━━━━━ Provided records ━━━━━

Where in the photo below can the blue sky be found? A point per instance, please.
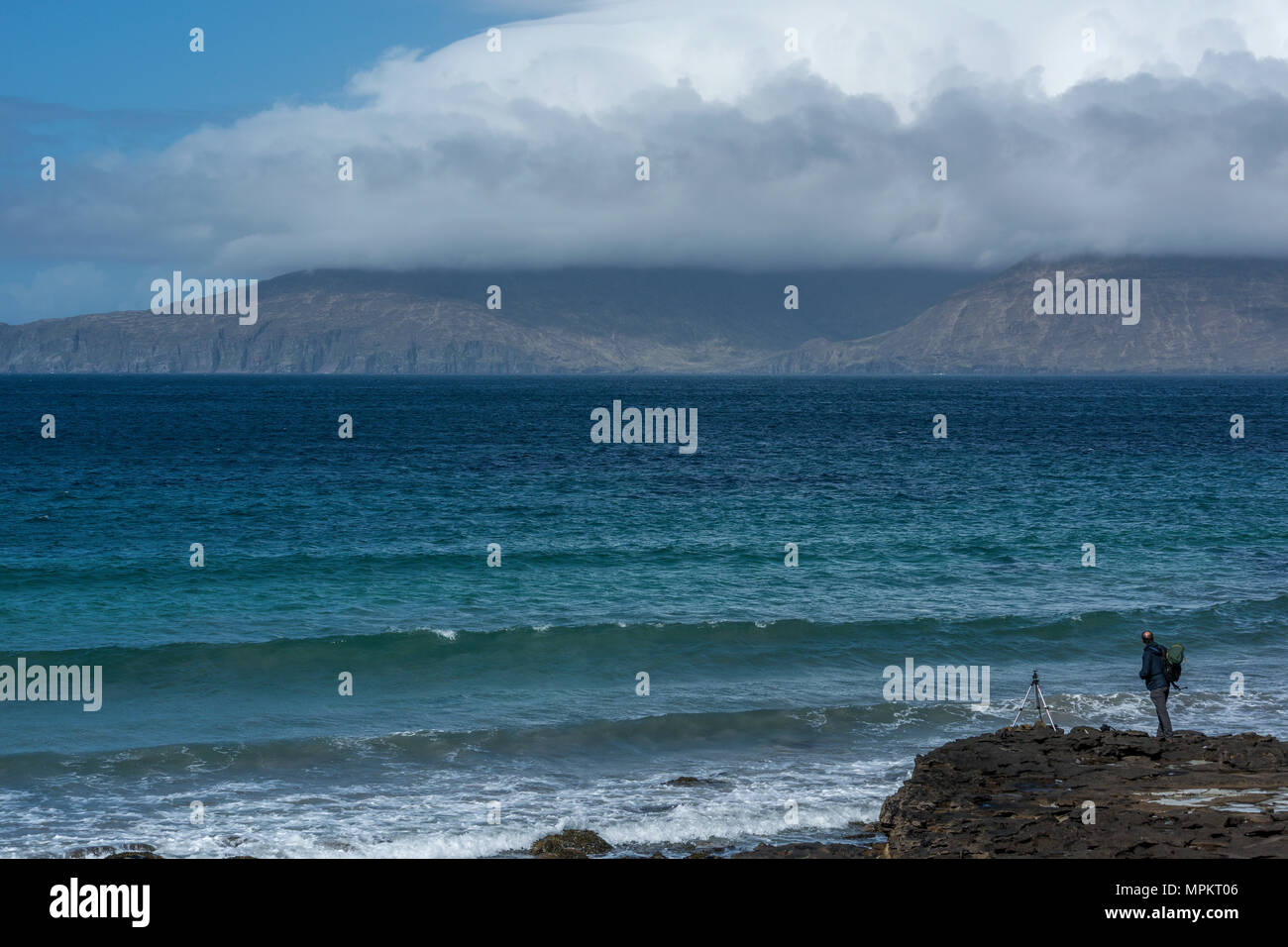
(85, 77)
(764, 153)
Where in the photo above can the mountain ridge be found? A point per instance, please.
(1198, 316)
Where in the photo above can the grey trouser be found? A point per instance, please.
(1164, 722)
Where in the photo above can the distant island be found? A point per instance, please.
(1196, 316)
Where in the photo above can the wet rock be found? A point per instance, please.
(572, 843)
(136, 849)
(1021, 792)
(806, 849)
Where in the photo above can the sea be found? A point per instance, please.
(336, 671)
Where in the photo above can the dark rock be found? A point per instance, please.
(134, 855)
(136, 849)
(572, 843)
(1021, 791)
(805, 849)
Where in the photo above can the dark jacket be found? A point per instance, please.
(1151, 667)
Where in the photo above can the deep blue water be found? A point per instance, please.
(518, 684)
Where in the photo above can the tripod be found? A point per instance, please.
(1041, 703)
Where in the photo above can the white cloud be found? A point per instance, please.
(759, 157)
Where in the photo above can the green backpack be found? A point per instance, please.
(1172, 663)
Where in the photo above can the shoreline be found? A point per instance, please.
(1034, 792)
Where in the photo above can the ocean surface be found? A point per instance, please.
(492, 706)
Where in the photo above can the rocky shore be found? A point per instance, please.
(1031, 791)
(1085, 793)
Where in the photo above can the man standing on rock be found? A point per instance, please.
(1151, 673)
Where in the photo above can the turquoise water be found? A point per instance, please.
(518, 684)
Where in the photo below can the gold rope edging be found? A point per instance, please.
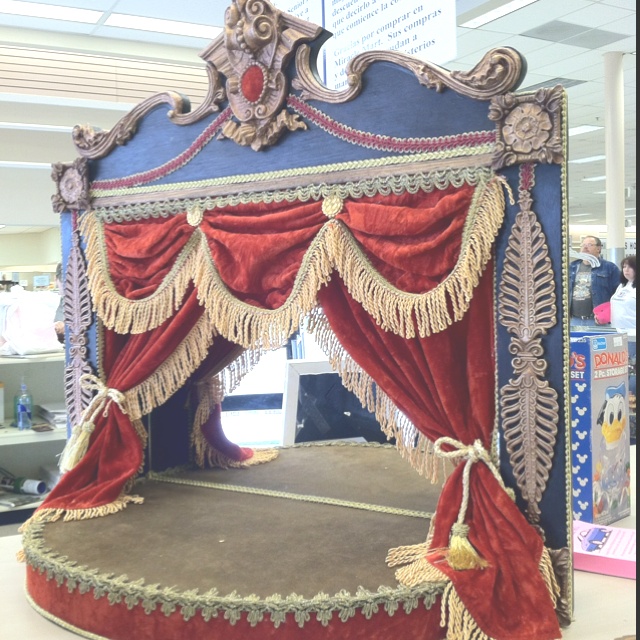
(300, 497)
(233, 607)
(454, 616)
(210, 392)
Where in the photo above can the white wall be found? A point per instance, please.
(34, 250)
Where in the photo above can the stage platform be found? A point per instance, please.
(294, 548)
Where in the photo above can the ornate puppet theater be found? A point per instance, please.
(418, 219)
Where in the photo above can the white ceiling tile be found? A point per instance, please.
(599, 16)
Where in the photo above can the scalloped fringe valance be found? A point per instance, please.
(334, 248)
(412, 445)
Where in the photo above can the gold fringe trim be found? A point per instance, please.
(43, 516)
(133, 316)
(549, 577)
(171, 374)
(334, 248)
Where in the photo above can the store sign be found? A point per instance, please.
(309, 10)
(424, 29)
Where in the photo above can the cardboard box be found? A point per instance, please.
(607, 550)
(600, 427)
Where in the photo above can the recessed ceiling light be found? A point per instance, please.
(585, 128)
(23, 126)
(585, 160)
(162, 26)
(51, 11)
(489, 16)
(8, 164)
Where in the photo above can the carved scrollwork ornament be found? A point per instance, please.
(195, 215)
(72, 183)
(332, 205)
(529, 127)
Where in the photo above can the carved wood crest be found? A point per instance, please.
(258, 43)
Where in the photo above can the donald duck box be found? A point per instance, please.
(600, 433)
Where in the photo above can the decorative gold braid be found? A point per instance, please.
(419, 180)
(333, 248)
(234, 607)
(270, 177)
(411, 444)
(299, 497)
(133, 316)
(549, 576)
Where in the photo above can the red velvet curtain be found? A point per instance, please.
(115, 453)
(444, 383)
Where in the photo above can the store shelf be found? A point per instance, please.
(39, 358)
(11, 436)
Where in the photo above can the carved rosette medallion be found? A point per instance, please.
(72, 181)
(529, 127)
(257, 50)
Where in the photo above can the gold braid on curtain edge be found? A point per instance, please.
(453, 614)
(412, 445)
(333, 248)
(212, 391)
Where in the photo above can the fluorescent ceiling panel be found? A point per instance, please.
(50, 11)
(585, 128)
(494, 14)
(162, 26)
(587, 160)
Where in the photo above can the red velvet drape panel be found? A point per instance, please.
(115, 454)
(445, 385)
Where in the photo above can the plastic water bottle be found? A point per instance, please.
(23, 408)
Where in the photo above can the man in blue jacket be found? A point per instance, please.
(592, 281)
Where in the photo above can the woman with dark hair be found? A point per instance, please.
(623, 301)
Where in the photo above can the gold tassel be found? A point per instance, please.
(461, 554)
(76, 447)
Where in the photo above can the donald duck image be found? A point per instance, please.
(612, 418)
(611, 479)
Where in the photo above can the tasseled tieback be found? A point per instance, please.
(78, 444)
(461, 553)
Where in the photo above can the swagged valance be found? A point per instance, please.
(394, 260)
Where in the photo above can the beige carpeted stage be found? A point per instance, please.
(292, 548)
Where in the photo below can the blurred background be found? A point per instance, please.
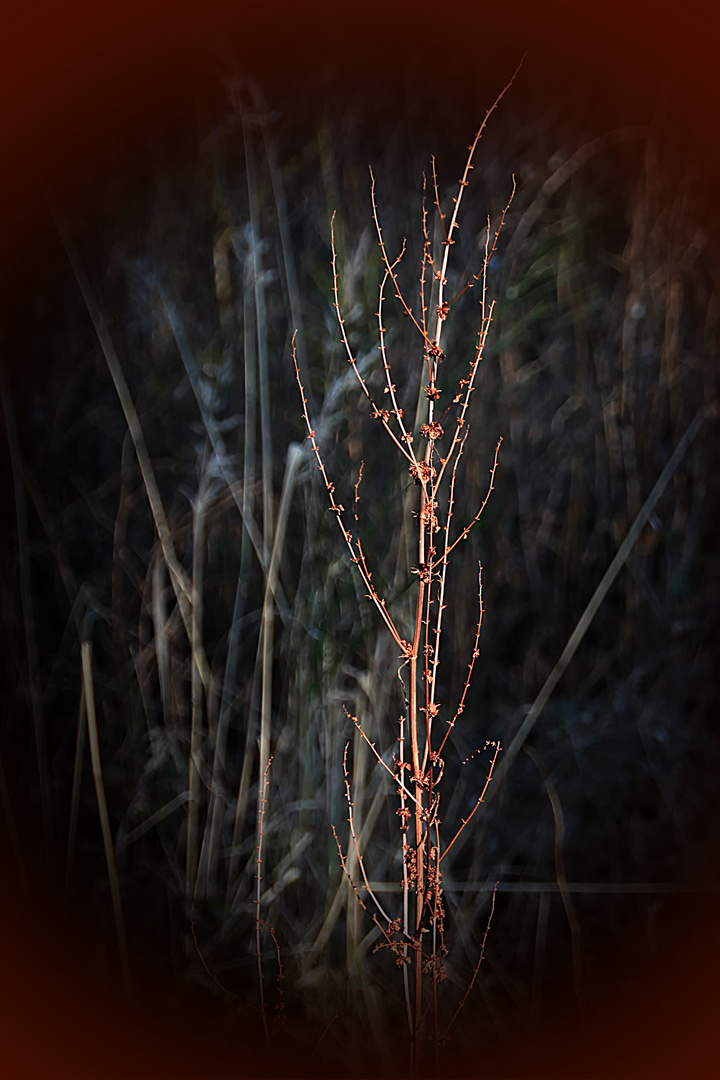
(168, 188)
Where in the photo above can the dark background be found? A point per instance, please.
(83, 94)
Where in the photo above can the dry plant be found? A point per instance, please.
(431, 448)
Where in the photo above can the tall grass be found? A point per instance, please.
(167, 496)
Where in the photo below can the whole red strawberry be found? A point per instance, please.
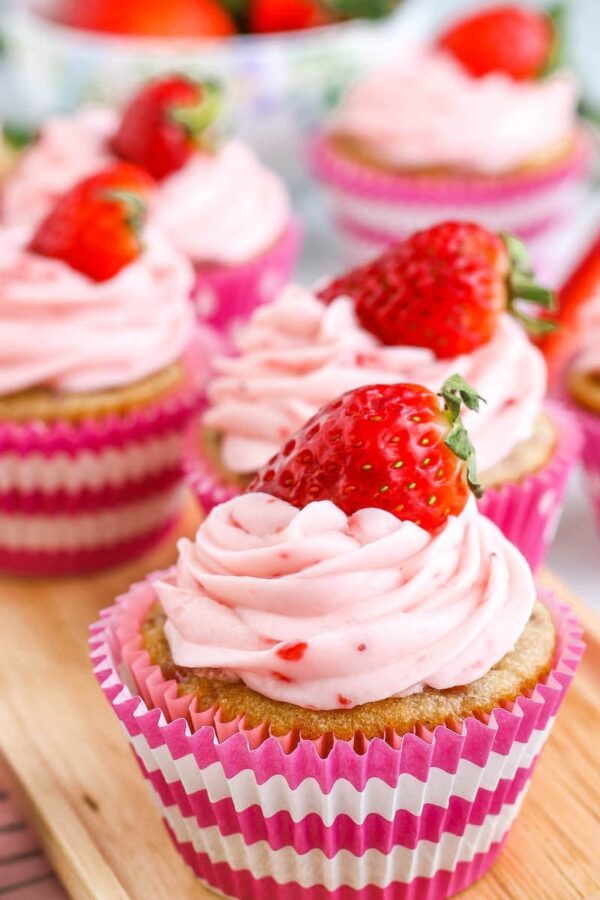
(513, 39)
(267, 16)
(443, 288)
(165, 122)
(394, 447)
(95, 227)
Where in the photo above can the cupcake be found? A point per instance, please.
(96, 389)
(397, 319)
(344, 686)
(464, 128)
(217, 204)
(583, 390)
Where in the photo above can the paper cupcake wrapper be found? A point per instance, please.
(372, 209)
(262, 817)
(528, 511)
(80, 496)
(226, 295)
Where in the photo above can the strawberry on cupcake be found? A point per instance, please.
(476, 125)
(214, 200)
(342, 649)
(452, 298)
(96, 389)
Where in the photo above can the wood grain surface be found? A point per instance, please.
(93, 812)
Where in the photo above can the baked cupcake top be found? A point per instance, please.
(216, 203)
(79, 331)
(297, 353)
(427, 111)
(335, 603)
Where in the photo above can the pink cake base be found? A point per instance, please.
(226, 295)
(372, 209)
(79, 497)
(528, 512)
(282, 817)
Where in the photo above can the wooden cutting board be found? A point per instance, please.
(93, 812)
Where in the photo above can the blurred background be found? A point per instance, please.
(281, 86)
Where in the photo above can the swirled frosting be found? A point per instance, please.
(327, 611)
(68, 149)
(224, 207)
(426, 111)
(297, 354)
(62, 330)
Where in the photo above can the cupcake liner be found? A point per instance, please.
(226, 295)
(372, 209)
(79, 496)
(256, 816)
(203, 478)
(528, 511)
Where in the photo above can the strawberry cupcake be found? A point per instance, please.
(343, 687)
(96, 389)
(397, 319)
(470, 127)
(215, 202)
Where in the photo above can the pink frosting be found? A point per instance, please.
(366, 606)
(62, 330)
(426, 110)
(68, 149)
(224, 208)
(297, 354)
(588, 327)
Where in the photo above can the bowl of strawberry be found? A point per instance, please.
(284, 64)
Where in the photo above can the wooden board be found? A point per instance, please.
(93, 812)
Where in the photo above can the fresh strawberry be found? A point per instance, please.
(391, 446)
(443, 288)
(512, 39)
(266, 16)
(165, 122)
(95, 227)
(148, 18)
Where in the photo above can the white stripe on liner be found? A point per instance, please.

━━━━━

= Request =
Please output all of the material above word for word, leaving out the pictures.

= Exercise answer =
Where in the photo below can the blue sky be found? A point per instance, please.
(85, 77)
(764, 153)
Where in the photo above can the mountain ridge be found? A point per instance, please.
(1198, 316)
Where in the photo above can the grey trouser be found? A point per instance, please.
(1164, 722)
Where in the photo above can the distant island be found? A point per instance, please.
(1196, 316)
Where in the photo above can the wet rock be found? A point per instance, please.
(572, 843)
(136, 849)
(1021, 792)
(806, 849)
Where in the photo above can the sea be found? A point per instance, please.
(336, 671)
Where in the photo above can the dark rock be found? A point per instance, please.
(134, 855)
(136, 849)
(572, 843)
(1021, 791)
(805, 849)
Where in the photo above can the dark jacket be found? A point per instance, please.
(1151, 667)
Where in the photo above can the deep blue water be found? A point per instance, please.
(518, 684)
Where in the photo above can the tripod be found? A point per instance, please.
(1041, 703)
Where in the photo above can the white cloud be found? A point per instance, please.
(759, 157)
Where in the photo above can the green backpack be found? A point per instance, please.
(1172, 663)
Where in the photo above can the shoreline be found? A point per instance, please.
(1034, 792)
Where in the photo above can the ocean surface be found? A point per instance, please.
(492, 706)
Where in the photo above can the rocky shore be found? A point per instance, please.
(1031, 791)
(1085, 793)
Where in the photo above can the man standing on rock be found? A point per instance, please.
(1151, 673)
Where in the photo above can the turquoise water be found? A point per instance, please.
(518, 684)
Where in the photo below can the gold rope edging be found? A point per instance, please.
(300, 497)
(233, 607)
(454, 616)
(210, 392)
Where in the photo above can the white wall be found? A point per instance, please.
(34, 250)
Where in the photo above can the stage platform be found? A point per instance, please.
(294, 548)
Where in the photo above can the ornate puppet theater be found? A point per instance, please.
(418, 219)
Where in the photo above can the white ceiling tile be found? A point per instance, please.
(599, 16)
Where in the photo above can the scalloped fringe valance be found? A point per instance, please.
(334, 248)
(412, 445)
Where in the photo above can the gold fringe trim be found? A point per instance, please.
(43, 516)
(133, 316)
(549, 577)
(171, 374)
(334, 248)
Where in the photo above can the store sign be found? A point per instance, please.
(309, 10)
(424, 29)
Where in the photo above can the cardboard box be found? A point per instance, please.
(607, 550)
(600, 427)
Where in the photo above can the recessed ceiling light be found? A point per instance, please.
(585, 128)
(23, 126)
(585, 160)
(162, 26)
(51, 11)
(489, 16)
(8, 164)
Where in the photo above can the carved scrollwork ornament be found? A point per instance, please.
(195, 215)
(72, 183)
(332, 205)
(529, 127)
Where in the photo above can the carved wood crest be found? A point per instance, please.
(258, 43)
Where in the photo above can the donald duck box be found? A point per instance, please.
(600, 433)
Where in the photo above can the decorative gold braid be found? A point per instance, please.
(419, 180)
(333, 248)
(234, 607)
(270, 177)
(411, 444)
(299, 497)
(133, 316)
(549, 576)
Where in the photo above can the red velvet curtain be found? A point per instance, please.
(115, 453)
(444, 383)
Where in the photo above can the store shelf be found? A point per instance, please.
(39, 358)
(11, 436)
Where in the photo above can the carved rosette medallion be found? A point per instance, please.
(72, 181)
(529, 127)
(257, 50)
Where in the photo above can the gold braid on curtain edge be found? A point per instance, please.
(453, 614)
(412, 445)
(333, 248)
(212, 391)
Where in the photo above can the fluorescent ceiling panel be found? A point per instance, please.
(50, 11)
(585, 128)
(494, 14)
(162, 26)
(587, 160)
Where in the photo above can the red velvet drape panel be found? A point per instance, please.
(115, 454)
(445, 385)
Where in the photo above can the plastic water bottle be found? A point per instance, please.
(23, 408)
Where in the photo above can the man in blue jacket be found? A point per instance, please.
(592, 281)
Where in the photo above can the woman with dark hair be found? A point per instance, please.
(623, 301)
Where in the photo above can the gold tassel be found? A point per instance, please.
(461, 554)
(76, 447)
Where in the photo above can the donald duck image be found? A point per instance, please.
(612, 418)
(611, 479)
Where in the photo above can the tasseled tieback be found? A point per instance, please.
(78, 444)
(461, 553)
Where in the photo above can the swagged valance be found? A point per instance, please.
(394, 260)
Where in the photo above can the beige carpeted stage be found? A point per instance, please.
(292, 548)
Where in the photo below can the blurred background be found? A point per instance, please.
(168, 188)
Where in the photo above can the dark background be found? A point per instance, please.
(83, 94)
Where in the photo above can the dry plant be found? A point per instance, please.
(431, 448)
Where in the photo above can the tall grass be found? A point per instance, please.
(167, 496)
Where in the photo below can the whole red strawberry be found? A point per instance, please.
(513, 39)
(267, 16)
(443, 288)
(165, 122)
(394, 447)
(95, 227)
Where in the photo above can the cupcake be found? A point per instance, please.
(96, 389)
(397, 319)
(344, 686)
(464, 128)
(217, 204)
(583, 390)
Where in the photo above can the paper cupcake wrapper be found? A point per instance, please.
(372, 209)
(262, 817)
(528, 511)
(80, 496)
(226, 295)
Where in the photo above can the strawberry on cupcake be found? A point per instance, please.
(476, 125)
(214, 200)
(342, 649)
(452, 298)
(96, 389)
Where in the photo above can the wood grain surface be found? A point per instance, please.
(93, 812)
Where in the photo above can the baked cupcake top be found? A point per instance, please.
(216, 203)
(79, 331)
(297, 353)
(427, 111)
(335, 603)
Where in the photo above can the pink cake base be found? A point per instance, please.
(226, 295)
(372, 209)
(79, 497)
(528, 512)
(282, 817)
Where in the photo above can the wooden cutting board be found? A point per instance, please.
(93, 812)
Where in the photo above can the blurred background be found? A point per instance, please.
(281, 86)
Where in the photo above can the swirled frosting be found? A point per instance, please.
(327, 611)
(68, 149)
(224, 207)
(426, 111)
(297, 354)
(62, 330)
Where in the photo above can the cupcake liner be found? A point per instance, please.
(226, 295)
(372, 209)
(79, 496)
(256, 816)
(203, 478)
(528, 511)
Where in the photo above can the strawberry cupcake be found? A point per instance, please.
(343, 687)
(96, 389)
(397, 319)
(470, 127)
(215, 202)
Where in the photo above can the pink frosting be found? A point per instance, please.
(366, 606)
(62, 330)
(426, 110)
(68, 149)
(224, 208)
(297, 354)
(588, 327)
Where in the photo above can the bowl of strawberry be found? A point per instance, please.
(284, 64)
Where in the photo above can the wooden board be found? A point per instance, please.
(93, 812)
Where in the photo above can the fresh strawberry be found? A point per instance, please.
(391, 446)
(443, 288)
(512, 39)
(266, 16)
(165, 122)
(95, 227)
(148, 18)
Where in the photo above can the white stripe on liner be found? A point per instance, please.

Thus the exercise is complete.